● Exercise directions
Update the listing from the line containing "Would you be able to determine the whereabouts of the gray" through the end by replacing "blazer" with "jacket", and give back only those lines, with nothing else changed.

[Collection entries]

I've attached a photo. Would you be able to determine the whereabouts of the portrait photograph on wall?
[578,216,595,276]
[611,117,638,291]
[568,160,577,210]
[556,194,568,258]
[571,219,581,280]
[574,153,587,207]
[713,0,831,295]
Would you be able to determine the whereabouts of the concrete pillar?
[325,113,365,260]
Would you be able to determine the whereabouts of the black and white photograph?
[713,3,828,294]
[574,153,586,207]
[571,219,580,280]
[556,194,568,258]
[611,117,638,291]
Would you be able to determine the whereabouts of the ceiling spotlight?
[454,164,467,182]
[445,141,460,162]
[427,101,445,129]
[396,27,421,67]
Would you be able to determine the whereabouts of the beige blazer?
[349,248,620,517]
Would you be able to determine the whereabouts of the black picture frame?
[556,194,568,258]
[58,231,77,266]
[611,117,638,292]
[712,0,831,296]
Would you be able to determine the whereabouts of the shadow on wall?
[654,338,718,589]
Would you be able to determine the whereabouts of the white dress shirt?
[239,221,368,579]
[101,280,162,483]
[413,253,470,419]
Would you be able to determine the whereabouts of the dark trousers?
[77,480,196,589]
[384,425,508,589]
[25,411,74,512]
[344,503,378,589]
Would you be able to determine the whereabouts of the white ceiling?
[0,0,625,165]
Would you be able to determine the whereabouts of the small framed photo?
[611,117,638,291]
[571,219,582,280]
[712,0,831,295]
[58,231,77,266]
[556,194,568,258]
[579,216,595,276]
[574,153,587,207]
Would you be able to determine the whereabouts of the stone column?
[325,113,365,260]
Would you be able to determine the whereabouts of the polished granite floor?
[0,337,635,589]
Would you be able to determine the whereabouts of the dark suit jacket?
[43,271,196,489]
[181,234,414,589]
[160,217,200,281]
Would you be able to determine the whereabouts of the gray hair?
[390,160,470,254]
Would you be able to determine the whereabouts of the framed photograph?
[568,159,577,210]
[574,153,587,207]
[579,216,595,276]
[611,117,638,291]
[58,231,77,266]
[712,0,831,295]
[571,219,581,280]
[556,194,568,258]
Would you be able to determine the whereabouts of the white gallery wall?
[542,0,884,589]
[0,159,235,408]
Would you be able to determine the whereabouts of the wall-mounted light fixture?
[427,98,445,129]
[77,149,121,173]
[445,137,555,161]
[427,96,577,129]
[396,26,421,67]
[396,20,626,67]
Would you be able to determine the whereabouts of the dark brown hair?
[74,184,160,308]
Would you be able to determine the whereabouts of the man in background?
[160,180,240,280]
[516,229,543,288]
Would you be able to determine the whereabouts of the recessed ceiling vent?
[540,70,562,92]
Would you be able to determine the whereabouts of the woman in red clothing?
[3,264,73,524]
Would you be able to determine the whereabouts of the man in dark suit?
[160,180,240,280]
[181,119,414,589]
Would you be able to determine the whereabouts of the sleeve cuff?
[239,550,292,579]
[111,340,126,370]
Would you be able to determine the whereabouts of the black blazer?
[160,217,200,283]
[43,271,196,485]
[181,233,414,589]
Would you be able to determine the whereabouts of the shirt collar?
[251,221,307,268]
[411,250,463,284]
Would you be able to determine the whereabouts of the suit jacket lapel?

● Complete response
Would you be able to determine the whereabouts of the gray hair?
[390,160,470,254]
Would you be able to determine the whereabouts of the framed photograph?
[568,159,577,210]
[574,153,587,207]
[579,216,595,276]
[611,117,638,291]
[58,231,77,266]
[712,0,831,295]
[571,219,581,280]
[556,194,568,258]
Would you be able to determine the whereabouts of the white gallery wall?
[542,0,884,589]
[0,159,235,408]
Would you be able to determine the whereabouts of the wall-mounted light fixture?
[427,98,445,129]
[77,149,121,173]
[445,137,555,161]
[427,96,577,129]
[396,26,421,67]
[396,20,626,67]
Would you be able to determine the whereabouts of the dark brown hair?
[74,184,160,308]
Would you be able to determine the whereabouts of the man in background?
[160,180,240,280]
[516,229,543,288]
Would you be able to determine the whereabouts of the recessed ceiling vent?
[540,70,562,92]
Would you be able to determine the whereabouts of the woman in red clothing?
[3,264,73,524]
Would you be able to determine the whereabouts of the man in dark suit?
[160,180,240,280]
[181,119,414,589]
Would you be able to determine the whereabouts of the sleeve cuff?
[239,550,292,579]
[111,340,126,370]
Would you be able to determine the whereabouts of the black jacket?
[160,217,200,283]
[43,271,196,485]
[181,233,414,589]
Would you be able to determine the whereabouts of the shirt collar?
[251,221,307,268]
[411,250,463,284]
Would you be able to determine the whereabouts of the suit jacket lapel?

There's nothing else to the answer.